EXERCISE DIRECTIONS - The entries should be written out again exactly as they read.

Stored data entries
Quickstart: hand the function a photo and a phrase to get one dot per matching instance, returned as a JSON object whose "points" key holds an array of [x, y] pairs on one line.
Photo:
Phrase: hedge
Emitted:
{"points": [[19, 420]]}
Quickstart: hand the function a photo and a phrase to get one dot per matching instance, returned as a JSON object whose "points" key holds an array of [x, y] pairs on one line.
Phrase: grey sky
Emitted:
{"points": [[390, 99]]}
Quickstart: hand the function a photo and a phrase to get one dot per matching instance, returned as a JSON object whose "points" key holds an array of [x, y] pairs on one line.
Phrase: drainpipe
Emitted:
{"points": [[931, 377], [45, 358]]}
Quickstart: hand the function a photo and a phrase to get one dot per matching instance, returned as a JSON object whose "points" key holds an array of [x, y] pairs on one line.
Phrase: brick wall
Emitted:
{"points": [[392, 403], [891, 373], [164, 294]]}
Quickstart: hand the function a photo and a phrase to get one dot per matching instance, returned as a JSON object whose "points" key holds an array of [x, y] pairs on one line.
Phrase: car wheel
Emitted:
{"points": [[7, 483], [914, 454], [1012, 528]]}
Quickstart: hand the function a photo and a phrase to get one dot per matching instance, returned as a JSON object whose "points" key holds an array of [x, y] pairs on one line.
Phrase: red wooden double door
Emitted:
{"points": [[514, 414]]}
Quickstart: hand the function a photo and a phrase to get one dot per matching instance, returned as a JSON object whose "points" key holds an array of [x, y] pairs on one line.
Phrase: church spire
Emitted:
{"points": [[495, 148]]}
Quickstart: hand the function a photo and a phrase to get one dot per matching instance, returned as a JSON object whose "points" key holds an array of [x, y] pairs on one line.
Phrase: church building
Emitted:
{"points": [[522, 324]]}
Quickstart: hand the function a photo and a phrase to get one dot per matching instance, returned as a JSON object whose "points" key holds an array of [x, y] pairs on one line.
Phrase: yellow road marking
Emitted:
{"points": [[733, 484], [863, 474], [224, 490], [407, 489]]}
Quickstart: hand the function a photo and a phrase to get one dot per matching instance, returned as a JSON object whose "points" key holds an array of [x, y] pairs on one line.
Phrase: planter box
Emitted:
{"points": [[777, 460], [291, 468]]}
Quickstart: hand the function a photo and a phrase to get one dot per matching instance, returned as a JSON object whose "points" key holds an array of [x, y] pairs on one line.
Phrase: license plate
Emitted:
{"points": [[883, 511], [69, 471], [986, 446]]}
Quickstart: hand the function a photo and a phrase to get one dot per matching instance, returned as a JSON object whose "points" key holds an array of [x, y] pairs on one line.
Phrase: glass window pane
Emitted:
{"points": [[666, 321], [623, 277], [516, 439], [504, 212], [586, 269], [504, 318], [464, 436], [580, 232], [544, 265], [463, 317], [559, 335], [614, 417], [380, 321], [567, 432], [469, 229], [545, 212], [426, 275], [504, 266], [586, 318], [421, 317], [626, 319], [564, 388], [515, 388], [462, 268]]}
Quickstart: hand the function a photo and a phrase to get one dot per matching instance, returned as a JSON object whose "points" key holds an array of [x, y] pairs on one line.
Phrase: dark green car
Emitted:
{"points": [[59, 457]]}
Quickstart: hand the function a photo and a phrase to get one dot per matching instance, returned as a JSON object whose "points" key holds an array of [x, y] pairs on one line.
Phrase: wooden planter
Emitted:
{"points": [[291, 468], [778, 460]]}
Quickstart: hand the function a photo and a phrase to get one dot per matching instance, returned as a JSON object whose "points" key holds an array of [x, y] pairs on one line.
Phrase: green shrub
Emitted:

EXERCISE RESPONSE -
Quickstart: hand the function a photo and a phrase to get one dot per matching instance, returned as a JSON object whose "points" key holds an array of [x, y] pairs on one line.
Photo:
Phrase: hedge
Emitted:
{"points": [[19, 420]]}
Quickstart: hand the function a photo and a phrase to get one dot per matching instance, returned as a JSON object whose "points" key holds an array of [x, y] pairs on one line.
Phrase: grey sky
Emitted:
{"points": [[390, 99]]}
Quickstart: hand the function a photo and a phrase to get one dot per matching instance, returned as a JSON object whose "points" key holds an array of [x, y] pairs on one line.
Phrase: drainpipe
Emitted:
{"points": [[931, 377], [45, 358]]}
Quickstart: hand the function a photo and a phrase to get one dot per matching instance, returned as a JSON object whose "points" key holds an array of [x, y] pairs on one line.
Phrase: brick wall
Emitted:
{"points": [[392, 403], [891, 373], [164, 294]]}
Quickstart: hand the function a photo and a phrase to get one dot per matching instance, returned as a JSON object whose "points" key holds an array of [x, y] pairs on one line.
Phrase: car wheel
Emitted:
{"points": [[7, 483], [914, 454], [1012, 528]]}
Quickstart: hand the function a photo and a phrase to get one dot per matching instance, returned as a JSON object whose "points" key holds an array of [x, y] pairs on one line.
Phrase: red wooden double door
Emitted:
{"points": [[514, 414]]}
Quickstart: hand the function a photo and a phrase to get one dot per matching instance, returned as a JSON object whose "points" key holds an array of [x, y] pairs on one line.
Phrase: church spire
Emitted:
{"points": [[495, 148]]}
Quickstart: hand the function a photo and a phrase to get one dot per matching instance, returned as a JSON object whose "points" key holds an array of [x, y] pairs on one line.
Phrase: church building
Emitted:
{"points": [[522, 324]]}
Quickstart: hand the function a photo and a phrase to get one dot per matching instance, returned as a JSON object whose "points" key holds an array of [x, y] pairs on one line.
Phrase: yellow road marking
Emitted:
{"points": [[733, 484], [863, 474], [224, 490], [407, 489]]}
Quickstart: hand the function a photo and a phrase to get one dot per matching instance, returned as a JSON object whose "points" key holds an array of [x, y] pairs on one line.
Phrase: planter box
Emitted:
{"points": [[777, 460], [291, 468]]}
Quickstart: hand the function a photo and a phrase to get one dot per matching instance, returned as a JSON object whose "points" key holds an array of [x, y] pairs on one line.
Phrase: license plate
Emitted:
{"points": [[883, 511], [69, 471], [986, 446]]}
Quickstart: hand the function a photo and a phrase to get one dot per matching instance, returned as a JSON object whose "points" key holds an array of [x, y] pairs on one line.
Phrase: glass window pane
Emitted:
{"points": [[666, 321], [623, 277], [516, 439], [504, 212], [586, 269], [504, 318], [464, 436], [580, 232], [544, 265], [463, 317], [559, 335], [614, 417], [380, 321], [567, 432], [469, 229], [545, 212], [426, 275], [504, 266], [586, 318], [421, 317], [626, 319], [564, 388], [515, 388], [462, 268]]}
Quickstart: hand the function a photo and a phrase to get one dot per matching instance, returned as a JSON object whose "points" key holds an array of [x, y] pairs on one line.
Phrase: dark green car
Emitted:
{"points": [[59, 457]]}
Quickstart: hand the function a photo and a phrase to get one dot per matching instance, returned as a JSON object whose "points" key holds an array of [x, y] pairs on one line.
Phrase: wooden planter
Emitted:
{"points": [[291, 468], [778, 460]]}
Quickstart: hand the function a photo and a phrase to get one dot per matching instance, returned as a JSON object whose "points" key holds an array of [x, y] pairs on one line.
Phrase: green shrub
Emitted:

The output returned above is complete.